## [Given task A]
Answer these questions from the forum thread below:
(i) What message does OJ always report for the first poster's code?
(ii) In that code, what does numDecodings return when the string size is 0 or 1?
(iii) What does the reply suggest using to remember some of the result?

## [Source text]
Help with "Time Limit Exceeded" error


  • 1
    A

    Hi,

    I've been working on the "Decade Way" problem for a while. I've tested my code, and I think it works. However, OJ always tells me "Time Limit Exceeded". Any help is appreciated.

    int numDecodings(string s) {
      // IMPORTANT: Please reset any member data you declared, as
      // the same Solution instance will be reused for each test case.
    
      if(s.size() == 1 || s.size() == 0) {
        return 1;
      } else if(s.size() == 2) {
        if(s[0] == '1') {
          return 2;
        } else if (s[0] == '2') {
          if( s[1] != '7' && s[1] != '8' && s[1] != '9') {
          return 2;
          } else {
            return 1;
          }
        } else {
          return 1;
        }
      } else {
        int num = 0;
        if(s[0] == '1') {
          num += numDecodings(s.substr(1)) + numDecodings(s.substr(2));
        } else  if(s[0] == '2') {
          if( s[1] != '7' && s[1] != '8' && s[1] != '9') {
            num += numDecodings(s.substr(1)) + numDecodings(s.substr(2));
          } else {
          num += numDecodings(s.substr(1));
          }
        } else {
          num += numDecodings(s.substr(1));
        }
      return num;
      }
    }

  • 3
    P

    You can use dynamic programming to remember some of the result.

    class Solution {
    public:
    	int* dp;
    	bool* vis;
    
    	int numDecodings(string s) {
    		// IMPORTANT: Please reset any member data you declared, as
    		// the same Solution instance will be reused for each test case.

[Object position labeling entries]

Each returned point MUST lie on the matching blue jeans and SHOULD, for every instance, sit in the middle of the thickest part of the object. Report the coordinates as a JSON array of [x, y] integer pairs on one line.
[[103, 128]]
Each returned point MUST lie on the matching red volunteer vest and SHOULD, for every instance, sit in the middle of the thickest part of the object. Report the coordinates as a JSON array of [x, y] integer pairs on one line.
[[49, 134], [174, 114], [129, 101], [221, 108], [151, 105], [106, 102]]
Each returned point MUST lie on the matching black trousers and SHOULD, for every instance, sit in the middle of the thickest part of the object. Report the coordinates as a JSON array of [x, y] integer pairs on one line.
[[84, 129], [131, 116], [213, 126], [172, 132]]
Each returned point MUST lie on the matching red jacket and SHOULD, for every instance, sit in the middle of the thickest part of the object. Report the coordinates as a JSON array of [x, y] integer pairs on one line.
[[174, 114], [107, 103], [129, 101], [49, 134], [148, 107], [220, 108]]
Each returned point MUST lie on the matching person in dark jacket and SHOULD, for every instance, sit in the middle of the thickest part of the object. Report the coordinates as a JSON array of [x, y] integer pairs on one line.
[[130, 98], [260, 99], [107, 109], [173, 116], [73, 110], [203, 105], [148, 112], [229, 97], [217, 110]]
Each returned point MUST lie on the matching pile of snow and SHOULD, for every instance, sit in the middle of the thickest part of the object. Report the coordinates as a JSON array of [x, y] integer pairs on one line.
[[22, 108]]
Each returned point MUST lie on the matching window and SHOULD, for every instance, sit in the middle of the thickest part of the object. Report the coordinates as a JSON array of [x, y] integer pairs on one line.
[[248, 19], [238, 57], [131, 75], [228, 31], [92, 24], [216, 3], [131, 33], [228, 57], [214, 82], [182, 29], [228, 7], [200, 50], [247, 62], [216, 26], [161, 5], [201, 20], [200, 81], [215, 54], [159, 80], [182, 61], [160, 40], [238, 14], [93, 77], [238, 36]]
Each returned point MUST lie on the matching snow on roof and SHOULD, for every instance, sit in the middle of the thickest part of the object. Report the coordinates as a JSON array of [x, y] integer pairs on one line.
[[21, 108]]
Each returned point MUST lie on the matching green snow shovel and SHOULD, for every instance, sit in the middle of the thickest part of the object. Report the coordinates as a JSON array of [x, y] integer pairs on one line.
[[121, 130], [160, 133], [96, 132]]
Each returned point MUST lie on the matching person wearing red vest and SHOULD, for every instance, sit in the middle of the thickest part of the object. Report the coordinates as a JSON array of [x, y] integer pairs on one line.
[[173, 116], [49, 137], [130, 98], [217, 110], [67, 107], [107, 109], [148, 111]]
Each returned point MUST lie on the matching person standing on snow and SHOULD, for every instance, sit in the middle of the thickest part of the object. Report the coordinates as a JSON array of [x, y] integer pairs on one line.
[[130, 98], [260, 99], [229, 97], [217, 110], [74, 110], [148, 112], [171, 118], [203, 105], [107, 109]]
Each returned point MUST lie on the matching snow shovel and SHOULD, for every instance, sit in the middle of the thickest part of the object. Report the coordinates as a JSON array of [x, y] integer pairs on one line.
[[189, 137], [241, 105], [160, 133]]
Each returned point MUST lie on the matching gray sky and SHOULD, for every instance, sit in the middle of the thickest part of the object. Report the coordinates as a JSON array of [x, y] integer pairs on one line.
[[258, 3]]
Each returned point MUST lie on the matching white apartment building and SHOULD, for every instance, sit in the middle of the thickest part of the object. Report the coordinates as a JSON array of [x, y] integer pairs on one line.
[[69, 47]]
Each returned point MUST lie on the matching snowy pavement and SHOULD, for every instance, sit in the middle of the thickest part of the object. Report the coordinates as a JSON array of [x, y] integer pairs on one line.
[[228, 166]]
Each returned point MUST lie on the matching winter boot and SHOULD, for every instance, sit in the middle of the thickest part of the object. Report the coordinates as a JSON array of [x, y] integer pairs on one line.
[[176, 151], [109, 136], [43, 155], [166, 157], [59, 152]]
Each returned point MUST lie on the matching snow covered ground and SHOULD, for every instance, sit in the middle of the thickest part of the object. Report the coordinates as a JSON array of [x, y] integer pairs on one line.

## [Given task B]
Quote the entries word for word, starting at the first line of the entries and ending with the line that contains "[[103, 128]]", inclusive.

## [Complete response A]
(i) "Time Limit Exceeded"
(ii) 1
(iii) Dynamic programming

## [Complete response B]
Each returned point MUST lie on the matching blue jeans and SHOULD, for every instance, sit in the middle of the thickest part of the object. Report the coordinates as a JSON array of [x, y] integer pairs on one line.
[[103, 128]]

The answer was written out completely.